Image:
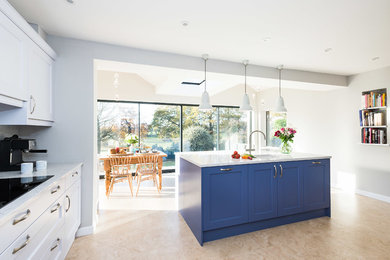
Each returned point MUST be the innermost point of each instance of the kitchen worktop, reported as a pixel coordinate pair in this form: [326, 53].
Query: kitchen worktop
[219, 158]
[55, 170]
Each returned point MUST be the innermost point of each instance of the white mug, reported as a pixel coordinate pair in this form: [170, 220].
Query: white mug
[26, 168]
[41, 165]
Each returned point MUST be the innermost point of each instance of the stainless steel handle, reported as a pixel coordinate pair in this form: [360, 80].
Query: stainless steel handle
[55, 190]
[226, 169]
[56, 208]
[17, 220]
[68, 203]
[17, 249]
[56, 245]
[281, 171]
[276, 171]
[32, 101]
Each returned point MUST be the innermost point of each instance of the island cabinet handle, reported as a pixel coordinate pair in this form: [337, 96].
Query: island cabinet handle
[276, 171]
[226, 169]
[17, 220]
[281, 171]
[56, 189]
[17, 249]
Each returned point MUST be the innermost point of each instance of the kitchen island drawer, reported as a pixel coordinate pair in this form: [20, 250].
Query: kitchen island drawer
[26, 245]
[20, 219]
◆ ◆ ◆ ◆
Output every line of the records above as a JSON list of strings, one string per line, with blank lines skipped and the pictures left out.

[
  "Image:",
  "Each returned point MUST be the innermost point of each instance of the kitchen worktop, reported as a pixel coordinate pair in this form: [326, 53].",
  "Query: kitchen worktop",
  "[219, 158]",
  "[55, 170]",
  "Each returned point MUST be the innermost point of each instance of the white mug, reported as a pixel coordinate pair in this form: [170, 220].",
  "Query: white mug",
  "[26, 168]",
  "[41, 165]",
  "Each returned point MUST be the innermost point of each instance of the stainless steel handle, reported as a pixel coordinate pair in this form: [360, 80].",
  "Query: stainless steel handle",
  "[55, 190]",
  "[226, 169]",
  "[56, 208]",
  "[17, 220]",
  "[68, 203]",
  "[17, 249]",
  "[56, 245]",
  "[281, 171]",
  "[276, 171]",
  "[32, 101]",
  "Each returned point MUST be the innermost point of each instance of the island cabinet handle, reported as a pixel coordinate pair in this form: [337, 96].",
  "Query: island cabinet handle",
  "[276, 171]",
  "[226, 169]",
  "[17, 220]",
  "[281, 171]",
  "[56, 189]",
  "[17, 249]",
  "Each returned point MUST be the innermost point of each instance of the kitchen island drawer, reported as a pixel coordinate pair in this form: [20, 250].",
  "Query: kitchen island drawer",
  "[26, 245]",
  "[20, 219]"
]